** Start **

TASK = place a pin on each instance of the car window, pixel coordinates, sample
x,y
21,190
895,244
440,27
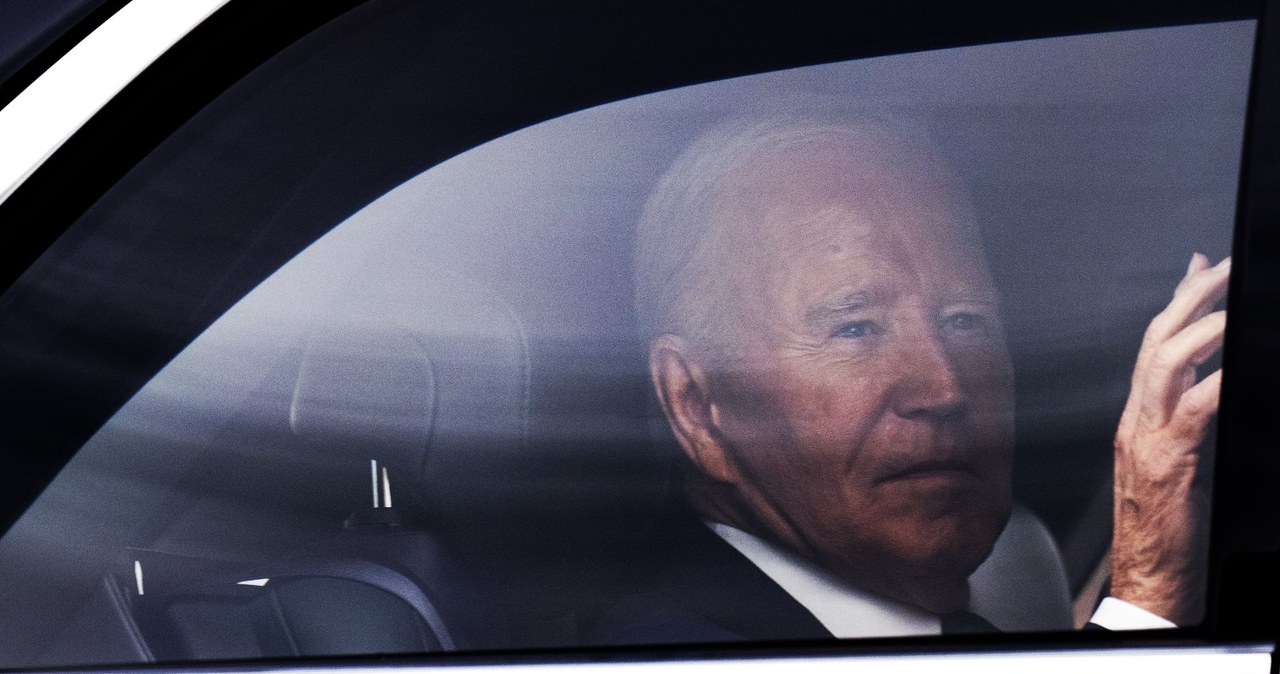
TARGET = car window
x,y
442,411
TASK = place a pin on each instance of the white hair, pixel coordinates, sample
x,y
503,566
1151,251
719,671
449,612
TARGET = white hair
x,y
680,267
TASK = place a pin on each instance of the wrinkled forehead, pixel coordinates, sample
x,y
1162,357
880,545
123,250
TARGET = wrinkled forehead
x,y
874,193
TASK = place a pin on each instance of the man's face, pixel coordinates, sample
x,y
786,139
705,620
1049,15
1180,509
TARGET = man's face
x,y
867,409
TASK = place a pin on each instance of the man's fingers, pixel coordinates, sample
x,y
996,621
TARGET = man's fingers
x,y
1198,404
1194,297
1169,370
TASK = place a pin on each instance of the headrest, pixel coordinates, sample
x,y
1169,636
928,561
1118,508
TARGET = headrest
x,y
429,376
365,385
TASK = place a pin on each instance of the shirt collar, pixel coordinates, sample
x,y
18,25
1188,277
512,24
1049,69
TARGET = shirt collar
x,y
845,610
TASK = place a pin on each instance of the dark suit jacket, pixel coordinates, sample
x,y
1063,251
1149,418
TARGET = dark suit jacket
x,y
700,590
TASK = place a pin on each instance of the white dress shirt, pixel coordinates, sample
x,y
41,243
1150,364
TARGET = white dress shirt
x,y
849,611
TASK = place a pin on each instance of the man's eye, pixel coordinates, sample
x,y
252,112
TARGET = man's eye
x,y
855,330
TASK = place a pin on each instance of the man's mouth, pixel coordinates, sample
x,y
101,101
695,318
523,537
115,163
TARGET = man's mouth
x,y
933,468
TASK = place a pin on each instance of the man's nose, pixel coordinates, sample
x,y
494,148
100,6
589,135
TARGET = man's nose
x,y
928,386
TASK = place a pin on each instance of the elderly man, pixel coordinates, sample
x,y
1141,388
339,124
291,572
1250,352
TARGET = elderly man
x,y
826,343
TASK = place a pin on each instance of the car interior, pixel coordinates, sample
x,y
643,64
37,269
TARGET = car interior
x,y
362,374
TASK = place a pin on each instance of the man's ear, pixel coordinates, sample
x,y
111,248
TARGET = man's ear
x,y
686,399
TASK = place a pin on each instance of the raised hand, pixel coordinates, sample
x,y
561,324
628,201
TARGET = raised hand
x,y
1161,503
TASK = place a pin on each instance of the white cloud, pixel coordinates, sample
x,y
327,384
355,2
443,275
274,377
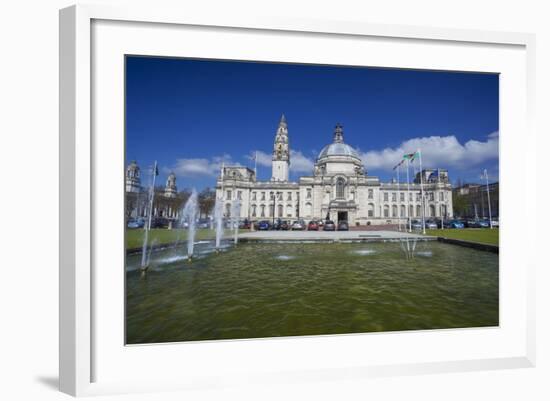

** End **

Exercise prompt: Can you recast every line of the entries above as a JSON list of strings, one string per line, with blank lines left out? Please leave the pictures out of the list.

Answer in full:
[
  "TASK = place a pin on each instance of the car window, pixel coordinates, sample",
  "x,y",
  "21,190",
  "895,244",
  "440,27",
  "TARGET = car window",
  "x,y",
  "442,411",
  "TASK = place a pin on each instance of the white hair, pixel coordinates, sample",
  "x,y",
  "503,566",
  "1151,251",
  "719,671",
  "449,612",
  "TARGET = white hair",
  "x,y",
  "680,267",
  "TASK = place a pin on each instance of the wrinkled forehead, pixel coordinates, sample",
  "x,y",
  "1162,357",
  "880,545",
  "123,250",
  "TARGET = wrinkled forehead",
  "x,y",
  "874,193",
  "TASK = place a pin on each instance of the man's face, pixel coordinates, sample",
  "x,y",
  "786,139",
  "705,620",
  "1049,15",
  "1180,509",
  "TARGET = man's face",
  "x,y",
  "867,409",
  "TASK = place a pin on each instance of the man's fingers, pixel coordinates, sample",
  "x,y",
  "996,621",
  "TARGET = man's fingers",
  "x,y",
  "1198,404",
  "1194,297",
  "1169,370",
  "TASK = place a pin on each instance of the headrest, pixel coordinates, sample",
  "x,y",
  "1169,636",
  "928,561",
  "1118,508",
  "TARGET = headrest",
  "x,y",
  "429,376",
  "365,385",
  "TASK = place a pin on each instance of the shirt collar, pixel coordinates, sample",
  "x,y",
  "18,25",
  "1188,277",
  "512,24",
  "1049,69",
  "TARGET = shirt collar",
  "x,y",
  "845,610",
  "TASK = place a pin on each instance of the dark suit jacket, pixel coordinates, sample",
  "x,y",
  "1063,251",
  "1149,418",
  "TARGET = dark suit jacket",
  "x,y",
  "700,590",
  "TASK = place a pin on each instance of the white dress shirt, pixel coordinates, sample",
  "x,y",
  "41,243",
  "1150,364",
  "TARGET = white dress shirt",
  "x,y",
  "849,611",
  "TASK = place a pin on each instance of the man's eye, pixel coordinates, sample",
  "x,y",
  "252,112",
  "TARGET = man's eye",
  "x,y",
  "855,330",
  "TASK = place a pin on each instance of the man's mouth, pixel coordinates, sample",
  "x,y",
  "101,101",
  "695,318",
  "523,537",
  "115,163",
  "TARGET = man's mouth",
  "x,y",
  "933,468",
  "TASK = place a pin on each instance of the man's nose, pixel coordinates, sample",
  "x,y",
  "494,148",
  "100,6",
  "589,135",
  "TARGET = man's nose",
  "x,y",
  "928,386",
  "TASK = place a pin on each instance of the elderly man, pixel coordinates, sample",
  "x,y",
  "1141,388",
  "339,124",
  "291,572",
  "1250,352",
  "TARGET = elderly man",
  "x,y",
  "826,343",
  "TASK = place a pin on each instance of the car interior, pixel coordinates, sample",
  "x,y",
  "643,64",
  "37,269",
  "TARGET = car interior",
  "x,y",
  "362,374",
  "TASK = place a pin on each instance of the man's ear, pixel coordinates, sample",
  "x,y",
  "111,248",
  "TARGET = man's ear",
  "x,y",
  "686,399",
  "TASK = place a pin on each instance of the raised hand, pixel coordinates, sample",
  "x,y",
  "561,324",
  "628,201",
  "TARGET = raised hand",
  "x,y",
  "1161,503",
  "TASK = place a pin on each instance of the white cloud, pixel coordinates, sample",
  "x,y",
  "327,384",
  "355,2",
  "443,275",
  "274,377"
]